Stated exercise
Rewrite every line of the listing below as a numbered list, skipping any blank lines.

Records provided

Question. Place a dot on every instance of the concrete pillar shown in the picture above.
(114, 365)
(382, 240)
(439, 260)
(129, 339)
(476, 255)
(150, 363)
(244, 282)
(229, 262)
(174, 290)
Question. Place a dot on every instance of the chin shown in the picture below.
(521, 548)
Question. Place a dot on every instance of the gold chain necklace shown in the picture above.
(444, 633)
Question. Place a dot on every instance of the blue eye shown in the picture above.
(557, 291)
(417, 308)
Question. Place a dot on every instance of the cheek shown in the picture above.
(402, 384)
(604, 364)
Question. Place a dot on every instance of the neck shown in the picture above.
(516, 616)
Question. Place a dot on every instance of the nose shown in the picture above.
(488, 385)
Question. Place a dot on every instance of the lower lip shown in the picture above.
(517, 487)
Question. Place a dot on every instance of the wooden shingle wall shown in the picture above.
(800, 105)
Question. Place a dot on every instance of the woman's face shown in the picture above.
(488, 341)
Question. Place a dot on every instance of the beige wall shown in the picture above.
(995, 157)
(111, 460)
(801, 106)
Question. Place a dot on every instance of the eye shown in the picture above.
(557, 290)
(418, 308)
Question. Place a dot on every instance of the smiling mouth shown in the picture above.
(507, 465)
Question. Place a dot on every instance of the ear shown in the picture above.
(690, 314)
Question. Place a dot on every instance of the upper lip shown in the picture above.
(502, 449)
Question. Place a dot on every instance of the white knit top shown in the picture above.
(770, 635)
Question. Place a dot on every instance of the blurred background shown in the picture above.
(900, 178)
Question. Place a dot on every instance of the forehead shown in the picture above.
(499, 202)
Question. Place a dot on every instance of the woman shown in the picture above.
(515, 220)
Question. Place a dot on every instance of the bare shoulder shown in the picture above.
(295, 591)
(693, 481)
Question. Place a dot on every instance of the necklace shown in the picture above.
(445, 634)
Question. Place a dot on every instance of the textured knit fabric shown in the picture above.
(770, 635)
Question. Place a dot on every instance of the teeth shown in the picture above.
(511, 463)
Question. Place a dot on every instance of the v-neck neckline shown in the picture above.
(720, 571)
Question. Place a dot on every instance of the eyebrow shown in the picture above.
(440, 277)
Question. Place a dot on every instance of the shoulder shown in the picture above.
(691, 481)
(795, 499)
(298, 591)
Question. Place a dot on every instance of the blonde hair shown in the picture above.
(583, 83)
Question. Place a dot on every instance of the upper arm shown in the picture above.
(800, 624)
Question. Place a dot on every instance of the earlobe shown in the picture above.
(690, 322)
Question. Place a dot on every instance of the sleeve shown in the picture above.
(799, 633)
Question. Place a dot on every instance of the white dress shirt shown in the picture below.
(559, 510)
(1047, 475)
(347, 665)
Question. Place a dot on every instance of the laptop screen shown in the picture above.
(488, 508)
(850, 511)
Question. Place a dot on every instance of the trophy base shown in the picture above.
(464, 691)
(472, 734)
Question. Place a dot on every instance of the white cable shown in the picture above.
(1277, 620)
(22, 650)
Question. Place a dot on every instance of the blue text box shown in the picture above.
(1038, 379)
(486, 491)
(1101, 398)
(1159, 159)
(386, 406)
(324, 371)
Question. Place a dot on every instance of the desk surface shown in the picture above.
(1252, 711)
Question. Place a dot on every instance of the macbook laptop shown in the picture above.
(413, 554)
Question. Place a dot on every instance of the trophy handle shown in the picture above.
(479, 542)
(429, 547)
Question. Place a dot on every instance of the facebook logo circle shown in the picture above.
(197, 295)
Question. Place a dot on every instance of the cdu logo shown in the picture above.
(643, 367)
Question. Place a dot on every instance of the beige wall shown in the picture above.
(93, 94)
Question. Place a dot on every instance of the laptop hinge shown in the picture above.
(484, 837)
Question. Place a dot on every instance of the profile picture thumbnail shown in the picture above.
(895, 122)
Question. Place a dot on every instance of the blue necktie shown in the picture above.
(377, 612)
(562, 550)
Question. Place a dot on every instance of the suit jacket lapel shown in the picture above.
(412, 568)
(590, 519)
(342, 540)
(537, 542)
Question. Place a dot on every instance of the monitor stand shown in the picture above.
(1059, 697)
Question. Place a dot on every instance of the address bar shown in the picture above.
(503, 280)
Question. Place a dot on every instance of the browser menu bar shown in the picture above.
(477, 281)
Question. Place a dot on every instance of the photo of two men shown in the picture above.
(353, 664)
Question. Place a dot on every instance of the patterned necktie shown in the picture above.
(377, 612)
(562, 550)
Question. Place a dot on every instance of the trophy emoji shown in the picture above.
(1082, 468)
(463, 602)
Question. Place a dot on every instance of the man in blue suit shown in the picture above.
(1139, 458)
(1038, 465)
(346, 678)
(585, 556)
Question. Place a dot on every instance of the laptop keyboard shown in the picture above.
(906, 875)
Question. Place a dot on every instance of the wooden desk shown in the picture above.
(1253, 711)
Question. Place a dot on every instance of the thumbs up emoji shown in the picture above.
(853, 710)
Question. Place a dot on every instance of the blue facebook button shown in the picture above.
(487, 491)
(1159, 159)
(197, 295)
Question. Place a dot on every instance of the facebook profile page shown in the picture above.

Task response
1. Question. Place a dot on every instance of the concrete pillar shown in the picture above.
2. (114, 365)
3. (382, 240)
4. (439, 260)
5. (129, 339)
6. (476, 255)
7. (150, 363)
8. (244, 282)
9. (229, 262)
10. (174, 290)
11. Question. Place a dot on every instance of the chin shown in the picture below.
12. (521, 548)
13. Question. Place a dot on every instance of the gold chain necklace shown in the picture above.
14. (444, 633)
15. Question. Place a dot on every instance of the blue eye shown in the picture above.
16. (557, 291)
17. (417, 308)
18. Question. Place a dot on every instance of the cheek shown in the picture above.
19. (402, 384)
20. (604, 364)
21. Question. Place a dot on every instance of the neck shown in the picture above.
22. (516, 616)
23. Question. Place a dot on every instance of the nose shown in the picture above.
24. (488, 385)
25. Question. Place a dot on every instance of the lower lip shown in the picture above.
26. (517, 487)
27. Question. Place a dot on every instance of the wooden shingle wall shown in the picture above.
28. (800, 105)
29. Question. Place a dot on every instance of the woman's face shown in the picture above.
30. (488, 341)
31. Question. Place a dot on every instance of the beige wall shown in the picture above.
32. (995, 157)
33. (111, 460)
34. (801, 106)
35. Question. Place a dot on every instance of the eye shown in the picture above.
36. (557, 290)
37. (418, 308)
38. Question. Place a dot on every instance of the smiling mouth shown in the picture above.
39. (507, 465)
40. Question. Place a dot on every instance of the ear shown in the picture above.
41. (690, 314)
42. Question. Place a dot on every instance of the upper lip shown in the picture above.
43. (502, 449)
44. Question. Place a dot on every instance of the white knit top shown in the picture above.
45. (770, 635)
46. Question. Place a dot on every instance of the blurred background shown in the picture above.
47. (900, 178)
48. Question. Place a dot on every instance of the forehead shown in the picture above.
49. (499, 202)
50. Question. Place a dot on every instance of the woman shown in the picture above.
51. (515, 220)
52. Question. Place a dot on every instance of the bare shoulder shown in the picture above.
53. (295, 591)
54. (693, 481)
55. Question. Place a dot on every instance of the necklace shown in the picture above.
56. (445, 634)
57. Question. Place a dot on every instance of the textured knit fabric shown in the picture above.
58. (770, 635)
59. Question. Place a dot on every instance of the teeth shown in the picture above.
60. (511, 463)
61. Question. Place a dot on every instance of the v-neck neckline shown in the picture above.
62. (720, 571)
63. Question. Place a dot on every instance of the eyebrow shown in the picture above.
64. (440, 277)
65. Question. Place a dot on every instance of the shoulder shown in the picture above.
66. (691, 481)
67. (795, 499)
68. (298, 591)
69. Question. Place a dot on every instance of the blonde hair shown in the picture above.
70. (583, 83)
71. Question. Place a dot on every instance of the upper arm shown in the picture above.
72. (800, 624)
73. Question. Place a dot on every instance of the earlobe shown in the picture above.
74. (690, 322)
75. Question. Place a dot on every instance of the sleeve shown in the picture above.
76. (799, 633)
77. Question. Place a dot on every instance of the white dress shirt shown in the picture below.
78. (559, 510)
79. (1047, 475)
80. (347, 665)
81. Question. Place a dot on every instance of the laptop screen shown in the picture above.
82. (488, 508)
83. (850, 511)
84. Question. Place a dot on every instance of the trophy base shown in the picture above.
85. (464, 691)
86. (472, 734)
87. Question. Place a dot on every instance of the white cable shown in the picture above.
88. (1277, 620)
89. (22, 650)
90. Question. Place a dot on every instance of the blue text box shown in the picture above.
91. (1038, 379)
92. (486, 491)
93. (1101, 398)
94. (1159, 159)
95. (386, 406)
96. (324, 371)
97. Question. Place a dot on every instance of the desk surface shown in the picture above.
98. (1252, 711)
99. Question. Place a dot on every instance of the macbook laptop shown in the picture above.
100. (413, 554)
101. Question. Place a dot on every instance of the trophy handle shown in the picture above.
102. (479, 542)
103. (429, 547)
104. Question. Place a dot on every instance of the facebook logo circle shown in the picture above.
105. (197, 295)
106. Question. Place a dot on every instance of the cdu logo shown in the picture above.
107. (643, 367)
108. Question. Place a dot on every instance of the beige wall shown in the picture above.
109. (93, 94)
110. Question. Place a dot on every instance of the laptop hinge shown in the picture above.
111. (484, 837)
112. Question. Place a dot on every instance of the profile picture thumbnail shown in the picture above.
113. (895, 122)
114. Question. Place a dot on every instance of the blue necktie shown in the picture above.
115. (377, 612)
116. (562, 550)
117. Question. Place a dot on every instance of the suit jacket lapel shown in the picture above.
118. (412, 568)
119. (590, 519)
120. (342, 540)
121. (537, 542)
122. Question. Place a dot on every instance of the monitor stand shown in the picture above.
123. (1059, 697)
124. Question. Place a dot on every instance of the address bar shown in the picture above.
125. (503, 280)
126. Question. Place a dot on every instance of the browser menu bar shown in the picture above.
127. (477, 281)
128. Question. Place a dot on every instance of the photo of two men shown in the picture above.
129. (353, 664)
130. Question. Place a dot on every instance of the patterned necktie shown in the picture above.
131. (377, 612)
132. (562, 550)
133. Question. Place a dot on every instance of the trophy emoji shown in the picture above.
134. (1082, 468)
135. (463, 602)
136. Question. Place a dot on every instance of the man in blue suit shown in the picture above.
137. (1139, 458)
138. (1038, 465)
139. (346, 678)
140. (585, 556)
141. Question. Place a dot on every instance of the laptop keyboard shown in the picture above.
142. (906, 875)
143. Question. Place a dot on every instance of the wooden desk shown in the picture above.
144. (1253, 711)
145. Question. Place a dot on every instance of the thumbs up emoji shown in the picture above.
146. (853, 710)
147. Question. Place a dot on every instance of the blue facebook button shown in the picture above.
148. (487, 491)
149. (1159, 159)
150. (197, 295)
151. Question. Place a dot on every instance of the facebook profile page shown in the picture above.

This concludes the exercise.